[Object pointing dataset records]
——
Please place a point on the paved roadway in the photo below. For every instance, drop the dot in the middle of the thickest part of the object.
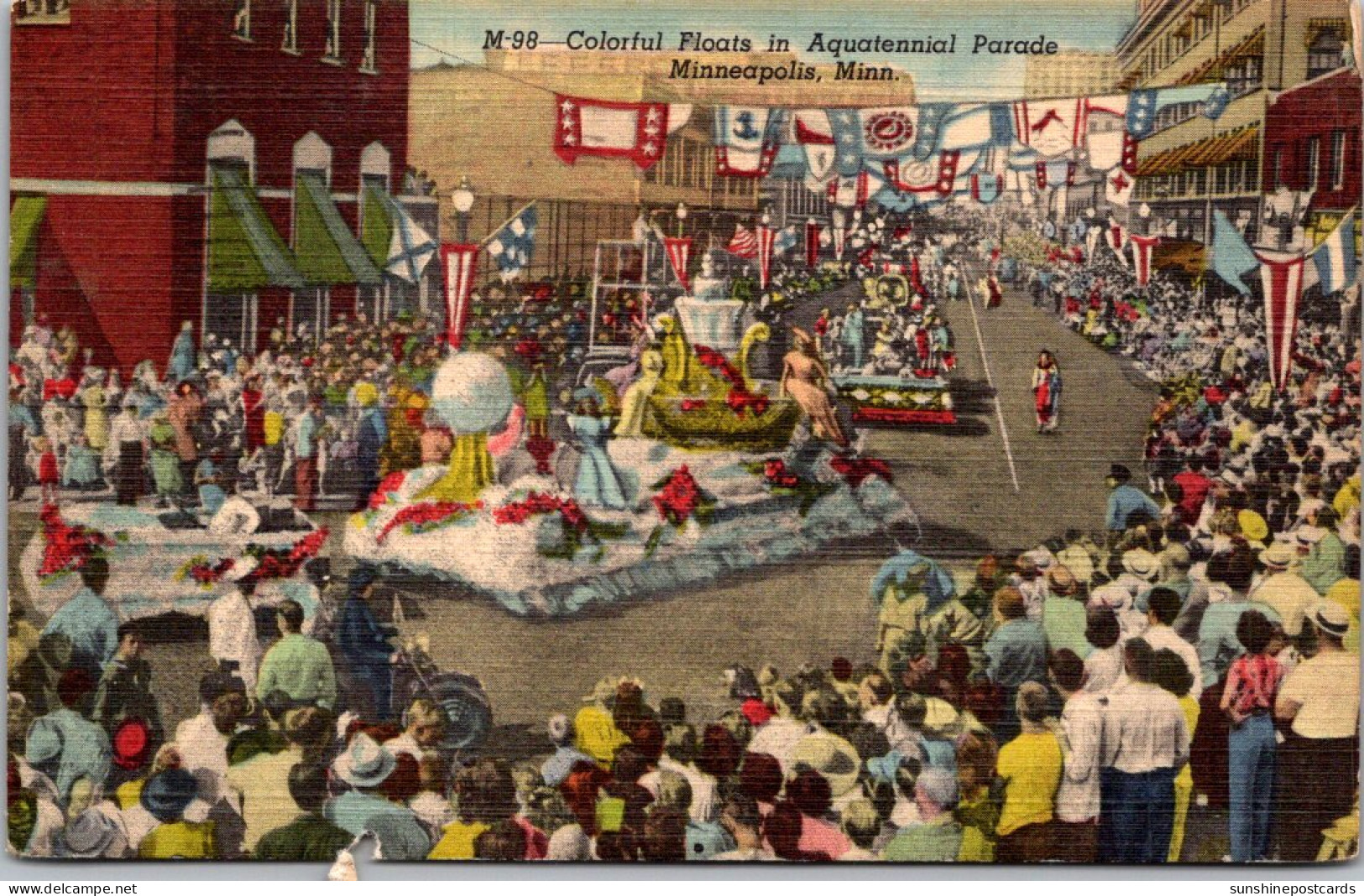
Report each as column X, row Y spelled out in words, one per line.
column 958, row 481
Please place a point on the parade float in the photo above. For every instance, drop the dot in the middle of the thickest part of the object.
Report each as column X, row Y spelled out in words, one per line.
column 909, row 396
column 708, row 477
column 170, row 560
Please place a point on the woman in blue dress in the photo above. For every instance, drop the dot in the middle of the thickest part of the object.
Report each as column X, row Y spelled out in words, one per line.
column 598, row 483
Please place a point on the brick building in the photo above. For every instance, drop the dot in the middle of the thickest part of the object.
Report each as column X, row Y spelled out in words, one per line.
column 227, row 163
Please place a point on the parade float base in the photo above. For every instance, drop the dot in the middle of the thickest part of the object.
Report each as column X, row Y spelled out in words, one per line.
column 149, row 562
column 750, row 527
column 896, row 399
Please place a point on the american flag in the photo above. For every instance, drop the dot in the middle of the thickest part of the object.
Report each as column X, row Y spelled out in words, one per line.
column 744, row 244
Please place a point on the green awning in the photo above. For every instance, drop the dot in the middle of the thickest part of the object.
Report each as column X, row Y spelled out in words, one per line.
column 246, row 253
column 327, row 250
column 25, row 218
column 377, row 231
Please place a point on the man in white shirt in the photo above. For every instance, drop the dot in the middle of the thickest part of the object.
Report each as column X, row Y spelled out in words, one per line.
column 1163, row 610
column 1318, row 763
column 1146, row 742
column 1082, row 728
column 233, row 637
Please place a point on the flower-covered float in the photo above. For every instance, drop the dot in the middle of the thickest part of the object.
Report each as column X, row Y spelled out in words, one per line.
column 161, row 564
column 670, row 514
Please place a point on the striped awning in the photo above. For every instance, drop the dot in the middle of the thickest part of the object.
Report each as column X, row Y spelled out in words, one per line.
column 246, row 253
column 327, row 251
column 25, row 218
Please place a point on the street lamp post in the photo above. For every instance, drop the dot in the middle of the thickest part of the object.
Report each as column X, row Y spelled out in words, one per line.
column 463, row 201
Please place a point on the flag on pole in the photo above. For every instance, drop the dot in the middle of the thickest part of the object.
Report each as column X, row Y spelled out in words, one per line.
column 1335, row 258
column 1231, row 258
column 744, row 243
column 1281, row 276
column 513, row 243
column 812, row 243
column 410, row 248
column 680, row 253
column 462, row 265
column 637, row 131
column 1142, row 247
column 766, row 242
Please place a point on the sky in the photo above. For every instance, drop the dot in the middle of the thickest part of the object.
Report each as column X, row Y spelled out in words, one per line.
column 457, row 28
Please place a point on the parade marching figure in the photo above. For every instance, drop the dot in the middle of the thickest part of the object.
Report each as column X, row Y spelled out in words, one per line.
column 1047, row 392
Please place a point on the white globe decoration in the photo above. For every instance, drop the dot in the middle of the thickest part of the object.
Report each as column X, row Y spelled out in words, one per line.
column 473, row 393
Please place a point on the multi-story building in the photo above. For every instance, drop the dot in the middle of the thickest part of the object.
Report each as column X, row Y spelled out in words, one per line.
column 227, row 163
column 1259, row 48
column 494, row 124
column 1069, row 74
column 1313, row 148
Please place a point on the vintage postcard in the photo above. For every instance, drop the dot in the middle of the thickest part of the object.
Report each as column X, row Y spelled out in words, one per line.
column 912, row 433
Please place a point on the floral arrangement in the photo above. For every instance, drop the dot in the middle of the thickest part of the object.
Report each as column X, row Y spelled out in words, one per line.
column 576, row 528
column 739, row 400
column 427, row 516
column 781, row 481
column 67, row 547
column 202, row 571
column 857, row 470
column 280, row 564
column 678, row 498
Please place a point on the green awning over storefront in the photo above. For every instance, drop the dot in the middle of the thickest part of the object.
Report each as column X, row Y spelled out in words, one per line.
column 246, row 253
column 325, row 248
column 25, row 218
column 377, row 233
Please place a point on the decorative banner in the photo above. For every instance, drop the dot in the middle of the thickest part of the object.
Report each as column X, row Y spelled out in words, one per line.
column 910, row 176
column 766, row 237
column 744, row 243
column 1142, row 247
column 462, row 265
column 1281, row 276
column 615, row 130
column 746, row 139
column 680, row 253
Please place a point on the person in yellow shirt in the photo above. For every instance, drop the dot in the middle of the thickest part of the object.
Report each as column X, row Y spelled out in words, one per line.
column 1030, row 768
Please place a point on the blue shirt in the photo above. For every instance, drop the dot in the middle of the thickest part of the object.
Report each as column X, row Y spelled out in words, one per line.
column 1123, row 503
column 87, row 623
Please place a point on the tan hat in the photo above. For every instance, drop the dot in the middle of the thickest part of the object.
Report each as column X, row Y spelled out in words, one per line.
column 833, row 758
column 1278, row 555
column 1142, row 564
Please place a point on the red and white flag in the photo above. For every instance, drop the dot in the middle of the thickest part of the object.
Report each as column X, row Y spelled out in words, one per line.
column 1142, row 247
column 678, row 250
column 462, row 265
column 766, row 237
column 1281, row 276
column 744, row 243
column 637, row 131
column 1116, row 237
column 812, row 243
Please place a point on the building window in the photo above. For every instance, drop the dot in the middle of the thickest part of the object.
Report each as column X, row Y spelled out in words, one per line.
column 242, row 19
column 1314, row 163
column 290, row 26
column 370, row 59
column 333, row 45
column 1338, row 160
column 43, row 13
column 1326, row 54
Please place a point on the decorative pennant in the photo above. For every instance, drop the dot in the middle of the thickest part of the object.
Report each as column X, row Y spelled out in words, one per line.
column 614, row 130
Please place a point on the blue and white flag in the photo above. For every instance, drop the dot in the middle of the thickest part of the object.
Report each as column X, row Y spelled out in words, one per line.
column 410, row 248
column 1335, row 258
column 515, row 243
column 1231, row 258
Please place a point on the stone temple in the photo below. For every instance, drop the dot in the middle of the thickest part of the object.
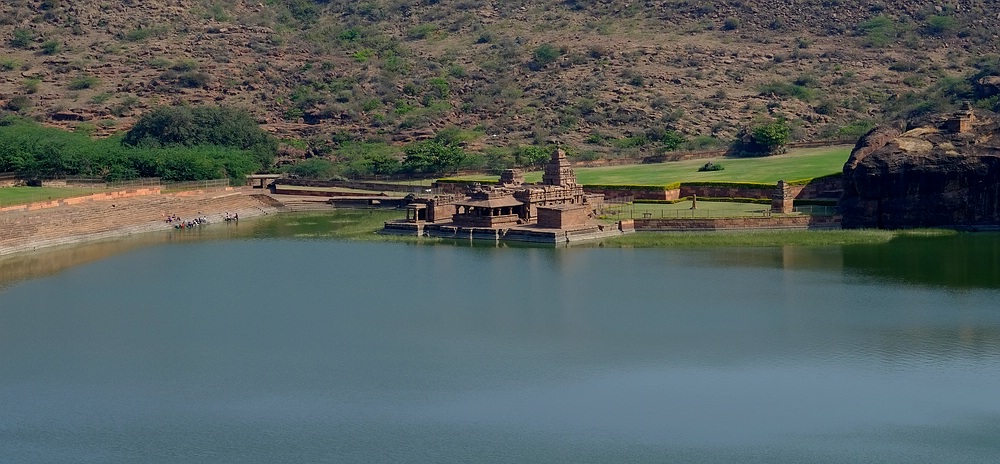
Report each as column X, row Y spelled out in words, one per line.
column 555, row 211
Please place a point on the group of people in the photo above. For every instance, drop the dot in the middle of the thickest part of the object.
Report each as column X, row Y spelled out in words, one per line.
column 179, row 223
column 182, row 224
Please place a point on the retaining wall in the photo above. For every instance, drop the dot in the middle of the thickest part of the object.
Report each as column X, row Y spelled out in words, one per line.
column 740, row 223
column 106, row 196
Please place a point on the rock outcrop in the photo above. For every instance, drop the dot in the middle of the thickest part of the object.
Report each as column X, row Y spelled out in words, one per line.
column 943, row 171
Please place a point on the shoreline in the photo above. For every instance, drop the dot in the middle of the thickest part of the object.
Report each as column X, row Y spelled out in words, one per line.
column 26, row 230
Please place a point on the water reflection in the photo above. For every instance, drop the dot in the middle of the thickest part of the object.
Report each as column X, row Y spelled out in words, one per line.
column 964, row 260
column 324, row 350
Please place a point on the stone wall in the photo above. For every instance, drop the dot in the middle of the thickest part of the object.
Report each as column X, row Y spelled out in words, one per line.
column 562, row 217
column 638, row 194
column 774, row 222
column 105, row 196
column 357, row 185
column 826, row 188
column 706, row 191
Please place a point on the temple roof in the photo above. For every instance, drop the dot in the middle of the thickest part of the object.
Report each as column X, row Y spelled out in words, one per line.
column 497, row 202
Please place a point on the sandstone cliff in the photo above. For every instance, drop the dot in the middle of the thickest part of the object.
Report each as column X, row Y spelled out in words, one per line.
column 943, row 171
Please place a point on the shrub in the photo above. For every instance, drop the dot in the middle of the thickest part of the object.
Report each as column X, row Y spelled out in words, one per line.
column 710, row 166
column 143, row 33
column 421, row 31
column 22, row 38
column 826, row 107
column 941, row 26
column 202, row 126
column 8, row 64
column 31, row 85
column 772, row 135
column 18, row 103
column 82, row 82
column 50, row 47
column 785, row 89
column 877, row 32
column 100, row 98
column 192, row 79
column 545, row 54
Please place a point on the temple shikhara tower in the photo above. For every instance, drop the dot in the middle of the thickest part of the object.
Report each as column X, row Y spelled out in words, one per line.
column 557, row 210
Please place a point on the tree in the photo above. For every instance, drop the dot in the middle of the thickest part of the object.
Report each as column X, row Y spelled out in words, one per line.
column 203, row 126
column 432, row 157
column 771, row 137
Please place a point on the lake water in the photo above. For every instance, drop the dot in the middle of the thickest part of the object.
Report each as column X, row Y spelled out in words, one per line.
column 248, row 344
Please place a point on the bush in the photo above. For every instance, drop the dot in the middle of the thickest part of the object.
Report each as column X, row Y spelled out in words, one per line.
column 82, row 82
column 18, row 103
column 877, row 32
column 8, row 64
column 772, row 136
column 22, row 38
column 545, row 54
column 192, row 80
column 50, row 47
column 202, row 126
column 941, row 26
column 785, row 90
column 710, row 166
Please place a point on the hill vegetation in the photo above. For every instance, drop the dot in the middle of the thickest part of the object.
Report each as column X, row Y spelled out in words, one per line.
column 360, row 87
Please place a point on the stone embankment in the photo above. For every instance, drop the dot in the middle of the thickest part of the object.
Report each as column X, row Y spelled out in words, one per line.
column 30, row 229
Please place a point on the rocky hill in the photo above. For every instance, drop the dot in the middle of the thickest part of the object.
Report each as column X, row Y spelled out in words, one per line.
column 603, row 76
column 942, row 172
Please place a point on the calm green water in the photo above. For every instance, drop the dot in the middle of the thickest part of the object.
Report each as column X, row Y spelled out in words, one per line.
column 253, row 344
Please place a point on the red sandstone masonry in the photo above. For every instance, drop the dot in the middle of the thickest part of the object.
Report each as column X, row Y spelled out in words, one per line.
column 107, row 196
column 773, row 222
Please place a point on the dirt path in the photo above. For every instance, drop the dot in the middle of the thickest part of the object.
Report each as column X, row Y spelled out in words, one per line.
column 23, row 231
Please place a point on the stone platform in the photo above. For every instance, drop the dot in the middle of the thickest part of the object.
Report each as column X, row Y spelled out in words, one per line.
column 529, row 234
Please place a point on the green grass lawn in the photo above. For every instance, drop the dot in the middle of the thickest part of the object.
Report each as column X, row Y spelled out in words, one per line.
column 706, row 209
column 797, row 164
column 22, row 195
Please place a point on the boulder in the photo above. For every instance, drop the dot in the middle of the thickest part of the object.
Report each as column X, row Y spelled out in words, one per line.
column 938, row 173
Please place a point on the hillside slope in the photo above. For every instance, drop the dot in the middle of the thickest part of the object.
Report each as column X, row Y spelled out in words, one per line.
column 584, row 72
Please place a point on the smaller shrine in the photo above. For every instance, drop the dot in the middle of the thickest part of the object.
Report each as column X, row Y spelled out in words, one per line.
column 556, row 210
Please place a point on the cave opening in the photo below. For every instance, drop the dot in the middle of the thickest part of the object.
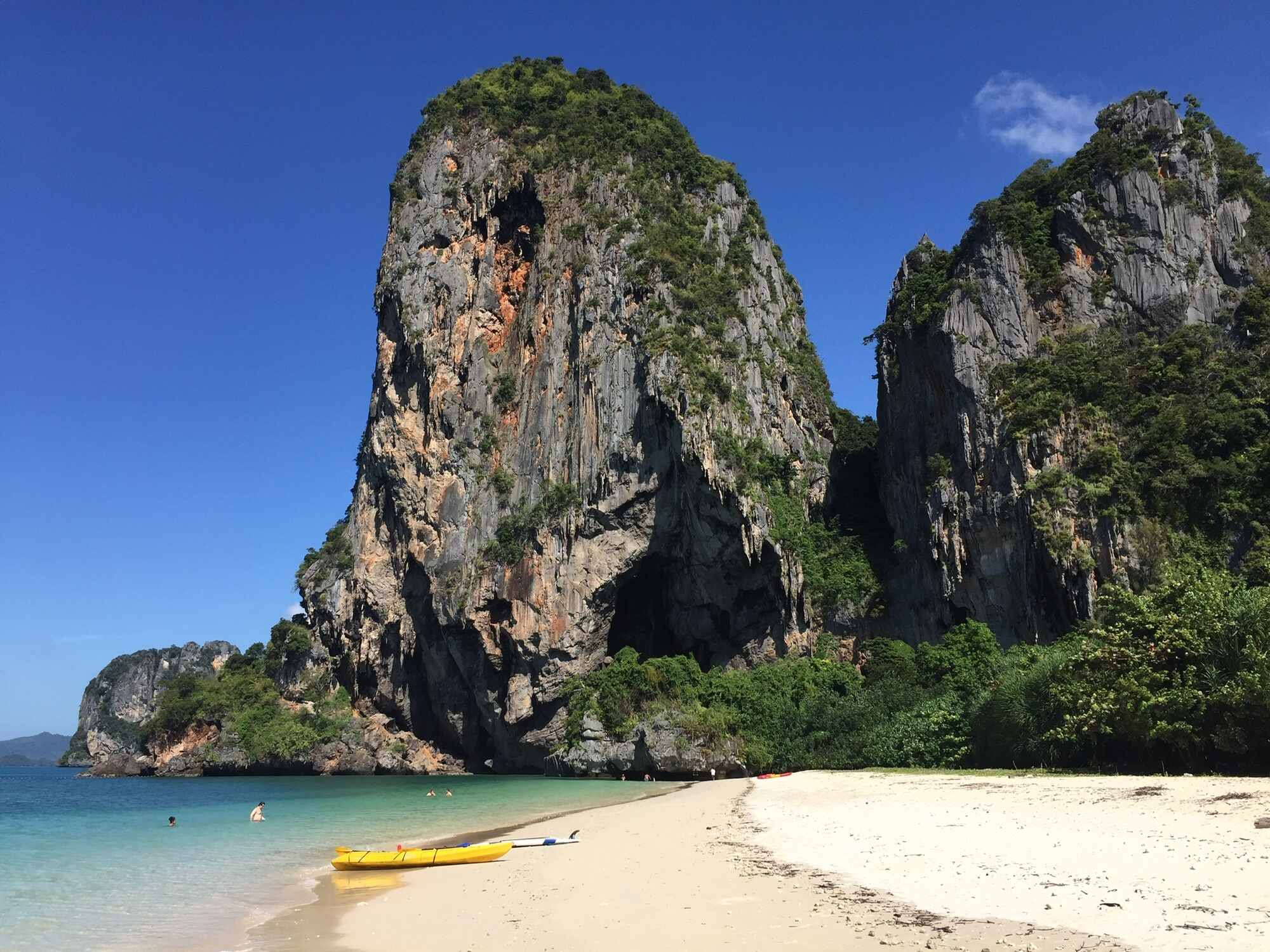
——
**WRITTEN TASK:**
Format the lines between the line holding "Please place a point on the flower-covered" and the line holding "column 670, row 514", inclusive, as a Markdown table with the columns Row and Line, omitting any blank lines.

**RESULT OF THIS EXERCISE:**
| Row | Line |
|---|---|
| 1 | Please place a point on the flower-covered float in the photo above. For every instance, drop the dot in the middle of the thickest part of the object. |
| 2 | Report each as column X, row Y spelled out in words, one per line. |
| 3 | column 161, row 564 |
| 4 | column 670, row 514 |